__Exercise objective__
Check each line of the material below, and copy it if it holds the string "reflection".

__Extracted material__
== == ==
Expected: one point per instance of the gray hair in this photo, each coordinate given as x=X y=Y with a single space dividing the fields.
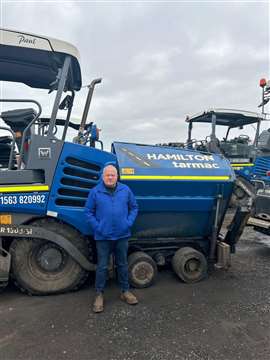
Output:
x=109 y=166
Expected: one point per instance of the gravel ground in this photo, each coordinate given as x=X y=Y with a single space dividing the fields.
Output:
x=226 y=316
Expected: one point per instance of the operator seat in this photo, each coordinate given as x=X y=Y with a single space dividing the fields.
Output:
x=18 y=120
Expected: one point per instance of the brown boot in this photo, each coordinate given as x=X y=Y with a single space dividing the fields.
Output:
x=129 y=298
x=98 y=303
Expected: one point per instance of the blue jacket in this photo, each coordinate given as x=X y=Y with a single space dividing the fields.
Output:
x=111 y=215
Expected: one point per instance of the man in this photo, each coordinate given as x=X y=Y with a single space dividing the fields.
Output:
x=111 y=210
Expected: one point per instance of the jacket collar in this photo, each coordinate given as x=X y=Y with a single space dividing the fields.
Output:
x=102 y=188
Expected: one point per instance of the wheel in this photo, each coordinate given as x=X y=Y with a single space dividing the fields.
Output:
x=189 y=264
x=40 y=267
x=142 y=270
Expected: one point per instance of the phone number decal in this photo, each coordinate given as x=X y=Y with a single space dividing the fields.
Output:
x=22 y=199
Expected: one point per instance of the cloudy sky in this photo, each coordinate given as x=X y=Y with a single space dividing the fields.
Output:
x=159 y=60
== == ==
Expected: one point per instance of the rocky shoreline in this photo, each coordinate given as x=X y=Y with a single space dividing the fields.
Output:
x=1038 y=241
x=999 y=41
== == ==
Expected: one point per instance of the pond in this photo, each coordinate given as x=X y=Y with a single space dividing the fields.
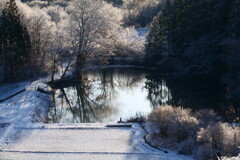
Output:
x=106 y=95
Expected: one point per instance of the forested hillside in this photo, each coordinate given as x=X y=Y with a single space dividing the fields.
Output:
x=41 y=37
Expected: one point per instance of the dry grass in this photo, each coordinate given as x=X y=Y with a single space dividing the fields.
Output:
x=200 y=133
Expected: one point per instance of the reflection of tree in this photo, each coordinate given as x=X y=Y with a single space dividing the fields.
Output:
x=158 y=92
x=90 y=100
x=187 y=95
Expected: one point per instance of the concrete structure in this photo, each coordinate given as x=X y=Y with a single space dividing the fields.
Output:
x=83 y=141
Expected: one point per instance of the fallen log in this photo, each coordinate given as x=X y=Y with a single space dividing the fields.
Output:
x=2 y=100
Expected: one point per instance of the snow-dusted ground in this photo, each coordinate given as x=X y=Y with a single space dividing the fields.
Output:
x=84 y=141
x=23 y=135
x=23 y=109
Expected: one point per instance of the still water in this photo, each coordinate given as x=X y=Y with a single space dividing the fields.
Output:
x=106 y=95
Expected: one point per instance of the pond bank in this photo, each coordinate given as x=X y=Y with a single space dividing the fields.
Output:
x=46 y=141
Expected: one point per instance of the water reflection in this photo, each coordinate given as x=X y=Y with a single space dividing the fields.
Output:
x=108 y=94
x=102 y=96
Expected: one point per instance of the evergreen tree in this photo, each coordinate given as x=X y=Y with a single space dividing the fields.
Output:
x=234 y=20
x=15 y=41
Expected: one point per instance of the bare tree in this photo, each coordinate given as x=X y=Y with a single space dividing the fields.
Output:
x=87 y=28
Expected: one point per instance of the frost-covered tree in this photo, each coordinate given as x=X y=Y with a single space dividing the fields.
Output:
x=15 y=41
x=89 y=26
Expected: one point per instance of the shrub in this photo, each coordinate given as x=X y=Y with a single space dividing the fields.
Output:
== == ==
__Answer box__
Expected: one point per instance of the reflection of tree in this photo, each coordinate given as x=X y=Y with a single space dividing the fields.
Expected: one point per instance of the water reflection in this photo, each coordinate given as x=X y=Y with a single space dividing the fields.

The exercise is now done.